**Excerpt:**
☆ ☆ ☆ ☆ ☆ ☆ ☆

2D Generalizations of Viviani's Theorem
Viviani

Viviani's Theorem is named after Vincenzo Viviani, a 17th century mathematician, who was a student of Evangelista Torricelli, the inventor of the barometer. The theorem states the surprising result that the sum of the (perpendicular) distances from a point to the sides of an equilateral triangle is constant. The theorem generalizes to polygons that are equilateral or equi-angled, or to 2n-gons with opposite sides parallel as shown respectively by the three interactive sketches below. Drag point P or any of the red vertices to explore the results.

A learning activity with a worksheet that guides learners to discover and formulate Viviani's theorem, and to explain why (prove) that it is true, together with the further explorations below, is given in my book Rethinking Proof with Sketchpad.

"The process of generalization, instead of leading from elements to classes, leads from classes to classes ... we shall regard abstraction as class formation, and generalization as class extension ...." - Zoltan Dienes (1961, pp. 282; 296). On Abstraction and Generalization. Harvard Educational Review, 31(3), pp. 281-301.

Please install Java (version 1.4 or later) to use JavaSketchpad applets.

Equilateral pentagon distances

Please install Java (version 1.4 or later) to use JavaSketchpad applets.

Equi-angled pentagon distances

Click on the Show Hint button for constructing a logical explanation (proof) for the above result, or if you're really stuck, go to my 2005 paper in Mathematics in School at: Crocodiles and Polygons.

☆ ☆ ☆ ☆ ☆ ☆ ☆

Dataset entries
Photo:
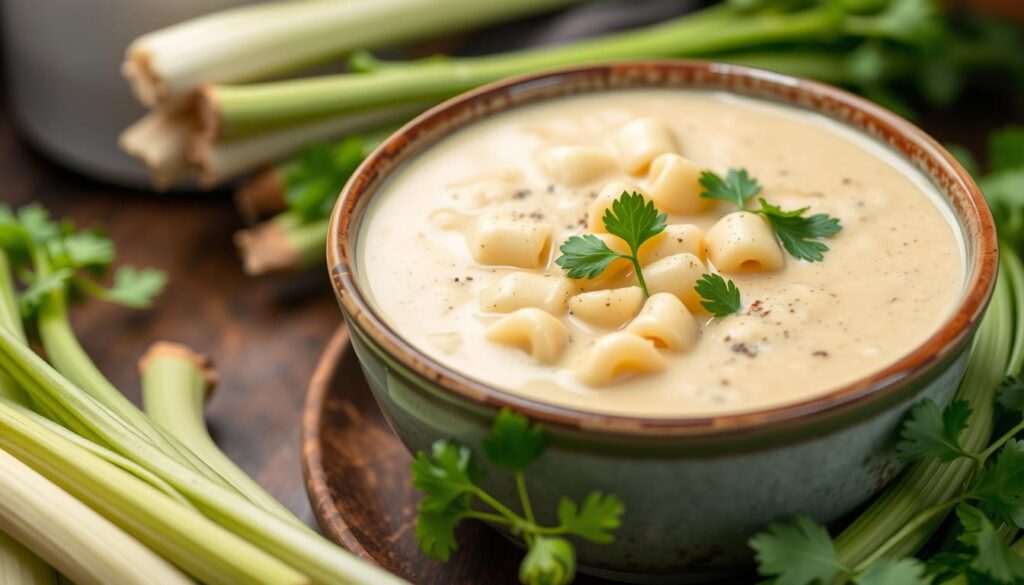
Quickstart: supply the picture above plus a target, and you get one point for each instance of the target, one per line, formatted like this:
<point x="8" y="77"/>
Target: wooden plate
<point x="357" y="478"/>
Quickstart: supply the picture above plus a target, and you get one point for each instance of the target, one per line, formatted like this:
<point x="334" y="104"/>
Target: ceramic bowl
<point x="694" y="489"/>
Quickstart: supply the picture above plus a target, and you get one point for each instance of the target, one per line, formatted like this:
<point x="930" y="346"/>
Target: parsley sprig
<point x="803" y="553"/>
<point x="450" y="478"/>
<point x="632" y="219"/>
<point x="798" y="233"/>
<point x="56" y="258"/>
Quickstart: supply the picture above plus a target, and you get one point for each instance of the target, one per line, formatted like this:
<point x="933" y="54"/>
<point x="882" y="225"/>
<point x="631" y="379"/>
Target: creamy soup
<point x="459" y="254"/>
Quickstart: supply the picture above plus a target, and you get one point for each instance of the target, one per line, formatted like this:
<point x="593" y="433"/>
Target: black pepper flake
<point x="743" y="348"/>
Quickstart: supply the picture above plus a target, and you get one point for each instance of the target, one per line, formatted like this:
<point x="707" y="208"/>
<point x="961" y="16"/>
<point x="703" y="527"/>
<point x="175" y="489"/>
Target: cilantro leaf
<point x="435" y="529"/>
<point x="894" y="572"/>
<point x="1000" y="486"/>
<point x="135" y="288"/>
<point x="446" y="477"/>
<point x="797" y="554"/>
<point x="796" y="232"/>
<point x="1006" y="149"/>
<point x="586" y="256"/>
<point x="633" y="219"/>
<point x="1012" y="393"/>
<point x="929" y="432"/>
<point x="992" y="556"/>
<point x="719" y="296"/>
<point x="601" y="514"/>
<point x="513" y="442"/>
<point x="737" y="186"/>
<point x="550" y="561"/>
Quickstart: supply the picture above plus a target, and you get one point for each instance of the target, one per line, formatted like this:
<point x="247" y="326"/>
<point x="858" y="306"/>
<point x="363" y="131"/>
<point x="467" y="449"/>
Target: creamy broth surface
<point x="890" y="279"/>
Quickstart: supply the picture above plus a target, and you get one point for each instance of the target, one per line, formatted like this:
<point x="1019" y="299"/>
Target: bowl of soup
<point x="445" y="251"/>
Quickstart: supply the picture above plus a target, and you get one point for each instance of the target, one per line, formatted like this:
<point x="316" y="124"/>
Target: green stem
<point x="258" y="108"/>
<point x="999" y="443"/>
<point x="296" y="546"/>
<point x="923" y="519"/>
<point x="71" y="360"/>
<point x="929" y="484"/>
<point x="174" y="388"/>
<point x="180" y="534"/>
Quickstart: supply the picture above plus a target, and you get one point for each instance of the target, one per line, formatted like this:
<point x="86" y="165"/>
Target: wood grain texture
<point x="263" y="334"/>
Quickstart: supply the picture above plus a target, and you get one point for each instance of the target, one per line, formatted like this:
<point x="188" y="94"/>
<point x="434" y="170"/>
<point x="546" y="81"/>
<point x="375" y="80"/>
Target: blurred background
<point x="211" y="137"/>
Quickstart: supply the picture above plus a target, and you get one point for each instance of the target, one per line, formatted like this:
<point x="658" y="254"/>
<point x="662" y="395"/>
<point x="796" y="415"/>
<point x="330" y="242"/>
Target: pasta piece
<point x="666" y="322"/>
<point x="519" y="290"/>
<point x="503" y="240"/>
<point x="611" y="192"/>
<point x="743" y="242"/>
<point x="616" y="354"/>
<point x="640" y="141"/>
<point x="572" y="166"/>
<point x="676" y="239"/>
<point x="678" y="275"/>
<point x="674" y="183"/>
<point x="608" y="308"/>
<point x="534" y="331"/>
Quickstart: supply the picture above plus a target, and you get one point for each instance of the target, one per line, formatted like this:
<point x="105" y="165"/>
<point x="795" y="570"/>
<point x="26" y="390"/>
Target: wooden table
<point x="264" y="334"/>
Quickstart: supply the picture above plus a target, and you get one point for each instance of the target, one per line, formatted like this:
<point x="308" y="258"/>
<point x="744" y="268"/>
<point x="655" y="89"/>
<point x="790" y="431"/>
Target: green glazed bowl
<point x="694" y="489"/>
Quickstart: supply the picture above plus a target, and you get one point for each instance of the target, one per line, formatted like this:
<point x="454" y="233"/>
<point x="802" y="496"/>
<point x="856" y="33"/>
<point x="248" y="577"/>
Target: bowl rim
<point x="970" y="208"/>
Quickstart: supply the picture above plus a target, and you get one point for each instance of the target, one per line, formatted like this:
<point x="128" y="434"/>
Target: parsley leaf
<point x="586" y="256"/>
<point x="894" y="572"/>
<point x="797" y="554"/>
<point x="1006" y="149"/>
<point x="1012" y="393"/>
<point x="551" y="560"/>
<point x="1000" y="486"/>
<point x="449" y="476"/>
<point x="600" y="515"/>
<point x="934" y="433"/>
<point x="135" y="288"/>
<point x="737" y="186"/>
<point x="633" y="219"/>
<point x="435" y="529"/>
<point x="513" y="443"/>
<point x="719" y="296"/>
<point x="992" y="556"/>
<point x="796" y="232"/>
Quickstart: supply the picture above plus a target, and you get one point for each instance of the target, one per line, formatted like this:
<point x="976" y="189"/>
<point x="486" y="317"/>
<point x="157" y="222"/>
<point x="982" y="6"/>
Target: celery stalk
<point x="181" y="535"/>
<point x="297" y="546"/>
<point x="18" y="566"/>
<point x="929" y="483"/>
<point x="241" y="110"/>
<point x="175" y="384"/>
<point x="263" y="40"/>
<point x="76" y="540"/>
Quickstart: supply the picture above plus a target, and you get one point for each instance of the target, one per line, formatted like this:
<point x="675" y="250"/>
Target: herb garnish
<point x="449" y="479"/>
<point x="66" y="259"/>
<point x="803" y="554"/>
<point x="719" y="296"/>
<point x="632" y="219"/>
<point x="797" y="233"/>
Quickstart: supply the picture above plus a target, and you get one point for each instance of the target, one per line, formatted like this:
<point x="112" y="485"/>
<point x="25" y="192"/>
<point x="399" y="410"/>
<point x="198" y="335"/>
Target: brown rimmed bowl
<point x="695" y="489"/>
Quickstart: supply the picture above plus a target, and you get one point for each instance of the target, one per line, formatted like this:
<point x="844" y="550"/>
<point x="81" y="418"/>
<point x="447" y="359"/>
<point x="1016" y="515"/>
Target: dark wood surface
<point x="265" y="335"/>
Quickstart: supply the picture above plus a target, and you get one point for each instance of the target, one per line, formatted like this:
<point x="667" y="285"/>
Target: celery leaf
<point x="801" y="553"/>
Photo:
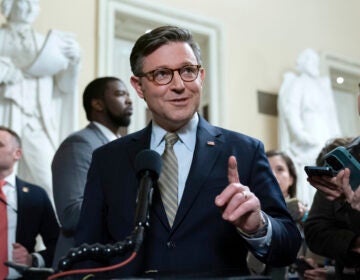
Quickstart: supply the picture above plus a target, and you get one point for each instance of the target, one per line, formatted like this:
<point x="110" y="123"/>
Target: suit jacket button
<point x="170" y="244"/>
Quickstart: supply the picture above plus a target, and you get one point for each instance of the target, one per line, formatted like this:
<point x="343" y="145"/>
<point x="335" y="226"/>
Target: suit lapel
<point x="98" y="133"/>
<point x="207" y="150"/>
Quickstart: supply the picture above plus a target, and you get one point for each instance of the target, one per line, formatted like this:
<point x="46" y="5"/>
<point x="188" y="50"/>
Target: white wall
<point x="262" y="39"/>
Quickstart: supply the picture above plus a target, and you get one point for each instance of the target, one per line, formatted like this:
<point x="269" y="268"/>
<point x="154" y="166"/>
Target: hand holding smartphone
<point x="320" y="171"/>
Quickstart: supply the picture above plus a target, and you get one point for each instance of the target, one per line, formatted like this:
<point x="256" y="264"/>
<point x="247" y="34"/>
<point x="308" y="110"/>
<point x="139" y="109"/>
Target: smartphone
<point x="301" y="266"/>
<point x="319" y="171"/>
<point x="339" y="158"/>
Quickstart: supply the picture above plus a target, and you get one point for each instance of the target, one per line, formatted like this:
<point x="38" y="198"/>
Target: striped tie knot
<point x="168" y="181"/>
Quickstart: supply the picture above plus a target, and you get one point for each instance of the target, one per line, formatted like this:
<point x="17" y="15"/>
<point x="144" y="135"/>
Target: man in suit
<point x="27" y="211"/>
<point x="223" y="209"/>
<point x="108" y="107"/>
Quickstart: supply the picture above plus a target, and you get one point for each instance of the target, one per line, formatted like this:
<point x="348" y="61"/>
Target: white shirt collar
<point x="11" y="180"/>
<point x="187" y="134"/>
<point x="107" y="132"/>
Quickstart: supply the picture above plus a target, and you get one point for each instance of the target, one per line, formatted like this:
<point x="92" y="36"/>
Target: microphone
<point x="29" y="272"/>
<point x="148" y="167"/>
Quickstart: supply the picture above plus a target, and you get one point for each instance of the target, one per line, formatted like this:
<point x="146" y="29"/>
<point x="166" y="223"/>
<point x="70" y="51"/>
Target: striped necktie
<point x="3" y="233"/>
<point x="168" y="181"/>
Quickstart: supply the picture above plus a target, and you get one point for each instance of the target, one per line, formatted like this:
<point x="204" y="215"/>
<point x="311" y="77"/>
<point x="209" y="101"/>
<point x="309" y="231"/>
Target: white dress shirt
<point x="184" y="151"/>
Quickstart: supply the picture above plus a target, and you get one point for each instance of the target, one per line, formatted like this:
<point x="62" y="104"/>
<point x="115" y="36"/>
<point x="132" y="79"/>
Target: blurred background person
<point x="108" y="107"/>
<point x="38" y="76"/>
<point x="25" y="212"/>
<point x="285" y="172"/>
<point x="333" y="227"/>
<point x="307" y="117"/>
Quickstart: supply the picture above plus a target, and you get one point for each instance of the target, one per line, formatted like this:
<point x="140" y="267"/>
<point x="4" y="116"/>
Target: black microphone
<point x="29" y="272"/>
<point x="147" y="166"/>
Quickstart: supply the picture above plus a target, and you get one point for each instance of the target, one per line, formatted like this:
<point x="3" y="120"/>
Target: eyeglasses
<point x="163" y="76"/>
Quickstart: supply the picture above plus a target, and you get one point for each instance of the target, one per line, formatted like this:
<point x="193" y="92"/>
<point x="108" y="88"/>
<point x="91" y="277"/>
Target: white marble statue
<point x="38" y="96"/>
<point x="307" y="117"/>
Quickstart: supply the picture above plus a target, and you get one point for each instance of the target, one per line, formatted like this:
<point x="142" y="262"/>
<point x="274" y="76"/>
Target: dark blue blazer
<point x="35" y="215"/>
<point x="200" y="242"/>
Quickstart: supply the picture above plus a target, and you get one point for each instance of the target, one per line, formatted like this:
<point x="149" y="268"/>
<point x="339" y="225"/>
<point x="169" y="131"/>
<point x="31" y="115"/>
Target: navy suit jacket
<point x="200" y="241"/>
<point x="35" y="215"/>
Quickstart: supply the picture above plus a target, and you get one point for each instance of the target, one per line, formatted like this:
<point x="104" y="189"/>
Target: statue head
<point x="308" y="63"/>
<point x="20" y="11"/>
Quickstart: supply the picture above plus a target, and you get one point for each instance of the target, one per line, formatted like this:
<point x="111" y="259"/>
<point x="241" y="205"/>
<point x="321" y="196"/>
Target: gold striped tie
<point x="168" y="181"/>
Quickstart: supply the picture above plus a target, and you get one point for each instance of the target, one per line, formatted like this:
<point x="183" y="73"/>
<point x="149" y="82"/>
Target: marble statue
<point x="38" y="96"/>
<point x="307" y="117"/>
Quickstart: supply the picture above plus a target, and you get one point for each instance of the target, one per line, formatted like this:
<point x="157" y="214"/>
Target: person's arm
<point x="69" y="170"/>
<point x="91" y="225"/>
<point x="327" y="232"/>
<point x="49" y="229"/>
<point x="352" y="197"/>
<point x="243" y="211"/>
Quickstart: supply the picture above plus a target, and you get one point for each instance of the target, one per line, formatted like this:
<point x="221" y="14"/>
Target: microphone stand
<point x="99" y="252"/>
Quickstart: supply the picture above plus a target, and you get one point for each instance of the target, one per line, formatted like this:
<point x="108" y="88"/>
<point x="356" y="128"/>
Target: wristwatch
<point x="261" y="232"/>
<point x="35" y="261"/>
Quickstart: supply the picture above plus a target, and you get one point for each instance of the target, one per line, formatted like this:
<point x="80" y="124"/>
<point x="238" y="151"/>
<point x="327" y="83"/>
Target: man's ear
<point x="135" y="82"/>
<point x="97" y="104"/>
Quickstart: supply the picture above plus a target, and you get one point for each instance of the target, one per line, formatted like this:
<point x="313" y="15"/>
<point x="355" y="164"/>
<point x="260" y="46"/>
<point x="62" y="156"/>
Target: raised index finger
<point x="233" y="175"/>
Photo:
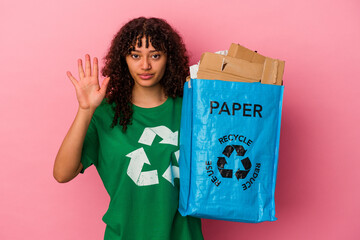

☆ ☆ ☆ ☆ ☆ ☆ ☆

**What to work on:**
A: Answer these questions about the Viviani's theorem page:
(i) Whose student was Vincenzo Viviani?
(ii) Which book contains the worksheet-guided learning activity?
(iii) What is the title of the 2005 paper in Mathematics in School?
B: Extend the Viviani's theorem page with a few paragraphs that pick up after its last sentence.

**Answers:**
A:
(i) Evangelista Torricelli
(ii) Rethinking Proof with Sketchpad
(iii) Crocodiles and Polygons

B:
Please install Java (version 1.4 or later) to use JavaSketchpad applets.

Parallel-hexagon distances

Note that the results hold even when P is outside the polygon, or outside a pair of parallel lines, provided we regard distances respectively falling completely outside the polygon or outside the parallel lines as negative; in other words using directed distances (or equivalently, vectors). However, Sketchpad does not measure 'negative' distances, so dragging P outside will appear to no longer give a constant sum.

Further Generalizations

Viviani's theorem can be even further generalized by constructing lines to the sides of the above sets of polygons so that they form equal angles with the sides as shown with a dynamic sketch at Further generalizations of Viviani's theorem.

The theorem also generalizes to 3D as shown at 3D Generalizations of Viviani's Theorem.

A Variation on Viviani

An interesting variation of Viviani's theorem was experimentally discovered by a schoolboy, Clough, in 2003 and is available at: Clough's Theorem and some generalizations.


This page uses JavaSketchpad, a World-Wide-Web component of The Geometer's Sketchpad. Copyright © 1990-2011 by KCP Technologies, Inc. Licensed only for non-commercial use.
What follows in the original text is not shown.